[begin Entries provided]
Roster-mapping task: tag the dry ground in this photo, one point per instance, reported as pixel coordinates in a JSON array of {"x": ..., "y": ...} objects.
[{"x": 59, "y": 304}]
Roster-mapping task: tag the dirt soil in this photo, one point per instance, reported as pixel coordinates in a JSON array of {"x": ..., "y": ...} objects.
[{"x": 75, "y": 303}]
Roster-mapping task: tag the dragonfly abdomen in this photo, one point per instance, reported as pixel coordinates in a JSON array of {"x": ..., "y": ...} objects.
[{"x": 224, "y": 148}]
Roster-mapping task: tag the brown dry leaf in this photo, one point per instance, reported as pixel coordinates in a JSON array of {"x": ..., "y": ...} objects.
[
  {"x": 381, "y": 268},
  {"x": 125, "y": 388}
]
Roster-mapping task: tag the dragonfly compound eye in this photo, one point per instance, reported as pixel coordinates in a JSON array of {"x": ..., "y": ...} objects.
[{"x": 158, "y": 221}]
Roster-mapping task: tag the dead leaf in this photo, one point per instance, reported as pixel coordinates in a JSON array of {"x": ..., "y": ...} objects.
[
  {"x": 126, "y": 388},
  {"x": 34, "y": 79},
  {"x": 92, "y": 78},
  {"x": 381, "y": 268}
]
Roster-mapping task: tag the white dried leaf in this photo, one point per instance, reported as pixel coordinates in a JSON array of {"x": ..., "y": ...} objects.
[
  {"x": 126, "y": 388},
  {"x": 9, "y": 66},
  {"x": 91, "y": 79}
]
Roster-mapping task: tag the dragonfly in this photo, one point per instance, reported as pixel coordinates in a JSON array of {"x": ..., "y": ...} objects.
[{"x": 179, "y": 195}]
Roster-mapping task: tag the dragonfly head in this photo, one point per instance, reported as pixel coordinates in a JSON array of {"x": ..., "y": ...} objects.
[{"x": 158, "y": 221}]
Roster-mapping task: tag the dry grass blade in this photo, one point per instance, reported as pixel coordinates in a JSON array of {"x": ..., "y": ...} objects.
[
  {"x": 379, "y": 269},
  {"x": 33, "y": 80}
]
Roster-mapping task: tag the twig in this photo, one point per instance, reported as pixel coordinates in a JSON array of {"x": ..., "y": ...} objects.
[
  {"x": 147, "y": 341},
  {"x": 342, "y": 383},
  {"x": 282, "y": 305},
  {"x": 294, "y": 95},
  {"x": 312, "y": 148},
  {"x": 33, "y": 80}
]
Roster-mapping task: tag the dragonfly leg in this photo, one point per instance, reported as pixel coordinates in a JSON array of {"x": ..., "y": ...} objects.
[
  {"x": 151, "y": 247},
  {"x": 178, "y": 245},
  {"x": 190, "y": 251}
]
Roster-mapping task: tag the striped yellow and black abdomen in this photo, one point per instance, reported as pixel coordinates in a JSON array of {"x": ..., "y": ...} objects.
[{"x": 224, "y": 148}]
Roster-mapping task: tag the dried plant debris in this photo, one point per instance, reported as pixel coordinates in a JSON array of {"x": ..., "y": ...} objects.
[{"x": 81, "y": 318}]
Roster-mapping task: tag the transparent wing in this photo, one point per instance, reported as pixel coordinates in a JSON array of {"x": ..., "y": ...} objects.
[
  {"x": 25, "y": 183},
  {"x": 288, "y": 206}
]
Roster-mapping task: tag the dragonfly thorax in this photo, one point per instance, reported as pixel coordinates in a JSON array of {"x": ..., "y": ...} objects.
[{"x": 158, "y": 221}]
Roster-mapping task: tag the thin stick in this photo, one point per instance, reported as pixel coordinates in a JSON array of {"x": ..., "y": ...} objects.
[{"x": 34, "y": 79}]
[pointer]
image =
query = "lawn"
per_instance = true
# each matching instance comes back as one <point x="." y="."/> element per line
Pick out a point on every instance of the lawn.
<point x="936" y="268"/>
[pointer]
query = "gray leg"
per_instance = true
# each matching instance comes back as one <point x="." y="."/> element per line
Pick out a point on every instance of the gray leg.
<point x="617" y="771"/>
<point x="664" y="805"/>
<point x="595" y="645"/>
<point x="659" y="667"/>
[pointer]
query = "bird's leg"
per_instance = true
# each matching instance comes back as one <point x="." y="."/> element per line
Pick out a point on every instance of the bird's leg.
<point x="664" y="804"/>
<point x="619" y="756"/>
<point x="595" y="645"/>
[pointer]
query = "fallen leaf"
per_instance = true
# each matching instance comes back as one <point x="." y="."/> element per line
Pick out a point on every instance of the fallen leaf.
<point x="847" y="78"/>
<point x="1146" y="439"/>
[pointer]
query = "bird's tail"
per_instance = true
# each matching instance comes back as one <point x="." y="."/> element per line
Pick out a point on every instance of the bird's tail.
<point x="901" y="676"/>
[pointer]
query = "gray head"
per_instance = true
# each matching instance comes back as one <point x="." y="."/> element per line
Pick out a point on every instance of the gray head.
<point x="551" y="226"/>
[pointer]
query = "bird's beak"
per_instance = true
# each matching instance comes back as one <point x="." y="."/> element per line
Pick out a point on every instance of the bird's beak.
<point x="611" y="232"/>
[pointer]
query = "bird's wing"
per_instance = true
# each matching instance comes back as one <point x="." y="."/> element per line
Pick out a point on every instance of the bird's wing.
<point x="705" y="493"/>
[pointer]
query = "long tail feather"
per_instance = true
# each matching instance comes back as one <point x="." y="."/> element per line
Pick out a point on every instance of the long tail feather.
[end Entries provided]
Goal of the exercise: Repeat the listing above without any change.

Complete response:
Roster-mapping task: tag the dry ground in this photo, one point per instance, reported as pixel coordinates in a JSON array of {"x": ..., "y": ...} objects.
[{"x": 59, "y": 304}]
Roster-mapping task: tag the dirt soil in this photo, one point per instance, reported as pixel coordinates in a JSON array of {"x": ..., "y": ...} objects.
[{"x": 75, "y": 303}]
Roster-mapping task: tag the dragonfly abdomen in this photo, one point per instance, reported as pixel coordinates in a JSON array of {"x": ..., "y": ...} objects.
[{"x": 224, "y": 148}]
Roster-mapping task: tag the brown dry leaf in this photo, one point per instance, reported as pixel coordinates in a JSON array of {"x": ..., "y": ...} objects.
[
  {"x": 381, "y": 268},
  {"x": 125, "y": 388}
]
Roster-mapping task: tag the dragonfly compound eye in this photo, one point per instance, reported as pixel coordinates in a JSON array of {"x": ..., "y": ...} objects.
[{"x": 158, "y": 221}]
Roster-mapping task: tag the dead leaf in this photo, one point per instance, reported as pixel coordinates in a JSON array of {"x": ..., "y": ...} objects.
[
  {"x": 126, "y": 388},
  {"x": 34, "y": 79},
  {"x": 92, "y": 78},
  {"x": 381, "y": 268}
]
Roster-mapping task: tag the white dried leaf in this photo, one point per instance, reported as pixel coordinates in a JSON array of {"x": ..., "y": ...} objects.
[
  {"x": 126, "y": 388},
  {"x": 9, "y": 66},
  {"x": 91, "y": 79}
]
Roster-mapping task: tag the dragonfly in this photo, one point per instance, reported as pixel coordinates in a JSON array of {"x": ..., "y": ...} objects.
[{"x": 179, "y": 195}]
Roster-mapping task: tag the dragonfly head in this photo, one point per instance, reported as pixel coordinates in a JSON array of {"x": ..., "y": ...} objects.
[{"x": 158, "y": 221}]
Roster-mapping task: tag the dry grass blade in this photo, one point per instance, reported as pixel coordinates in a JSON array of {"x": ..., "y": ...} objects.
[
  {"x": 379, "y": 269},
  {"x": 33, "y": 80}
]
Roster-mapping task: tag the twig in this photo, one point per instance, reported as pixel coordinates in a JSON array of {"x": ..., "y": ...} objects.
[
  {"x": 147, "y": 341},
  {"x": 342, "y": 383},
  {"x": 282, "y": 305},
  {"x": 294, "y": 95},
  {"x": 312, "y": 148},
  {"x": 33, "y": 80}
]
Roster-mapping task: tag the dragonfly leg in this photo, one point per instance, reported as pixel coordinates in a JSON array of {"x": ..., "y": ...} objects.
[
  {"x": 151, "y": 247},
  {"x": 178, "y": 245},
  {"x": 190, "y": 251}
]
Roster-mapping task: tag the striped yellow and black abdomen in this photo, one point per instance, reported as pixel coordinates in a JSON array of {"x": ..., "y": ...} objects.
[{"x": 224, "y": 148}]
Roster-mapping task: tag the dried plant debris in this photo, one point per instance, reported as pixel coordinates in a JSON array of {"x": ..., "y": ...} objects.
[{"x": 81, "y": 318}]
Roster-mapping task: tag the transparent wing in this photo, one point per instance, reported as pixel coordinates in a JSON array of {"x": ..., "y": ...} objects.
[
  {"x": 25, "y": 183},
  {"x": 288, "y": 206}
]
Roster-mapping task: tag the dragonfly thorax in this photo, one point per instance, reported as pixel coordinates in a JSON array of {"x": ..., "y": ...} objects.
[{"x": 158, "y": 221}]
Roster-mapping task: tag the thin stick in this photo, one point per instance, reported as pixel coordinates in a JSON array of {"x": ..., "y": ...} objects.
[{"x": 34, "y": 79}]
[pointer]
image =
query = "lawn"
per_instance = true
# each matching instance comes back as one <point x="." y="."/> element per line
Pick out a point on every instance of the lawn.
<point x="936" y="268"/>
[pointer]
query = "gray leg"
per_instance = true
# each matching instance comes back as one <point x="." y="."/> element per line
Pick out a point on every instance of the gray leg.
<point x="617" y="771"/>
<point x="664" y="805"/>
<point x="595" y="645"/>
<point x="659" y="667"/>
[pointer]
query = "bird's leg"
per_instance = true
# each matching instance comes back as one <point x="." y="."/> element per line
Pick out a point on every instance of the bird's leg.
<point x="664" y="804"/>
<point x="619" y="756"/>
<point x="595" y="645"/>
[pointer]
query = "fallen leaf"
per_instance = true
# each matching instance comes back as one <point x="." y="."/> element per line
Pick out a point on every instance of the fallen leaf.
<point x="847" y="78"/>
<point x="1146" y="439"/>
[pointer]
query = "bird's tail"
per_instance = true
# each matching instance comes back as one <point x="." y="."/> element per line
Pick out a point on every instance of the bird's tail.
<point x="901" y="676"/>
[pointer]
query = "gray head"
per_instance = true
# each matching instance comes back as one <point x="." y="."/> element per line
Pick out a point on every instance of the gray head.
<point x="551" y="226"/>
[pointer]
query = "bird's beak"
per_instance = true
# each matching instance comes back as one <point x="." y="."/> element per line
Pick out a point on every instance of the bird's beak.
<point x="611" y="232"/>
[pointer]
query = "bird's wing"
per_instance = true
# each matching instance comes back as one <point x="." y="."/> element per line
Pick out a point on every instance of the bird's wing.
<point x="705" y="493"/>
[pointer]
query = "long tail feather"
per_instance = true
# each matching instance comes back as one <point x="." y="."/> element per line
Pick out a point on every instance of the long tail feather.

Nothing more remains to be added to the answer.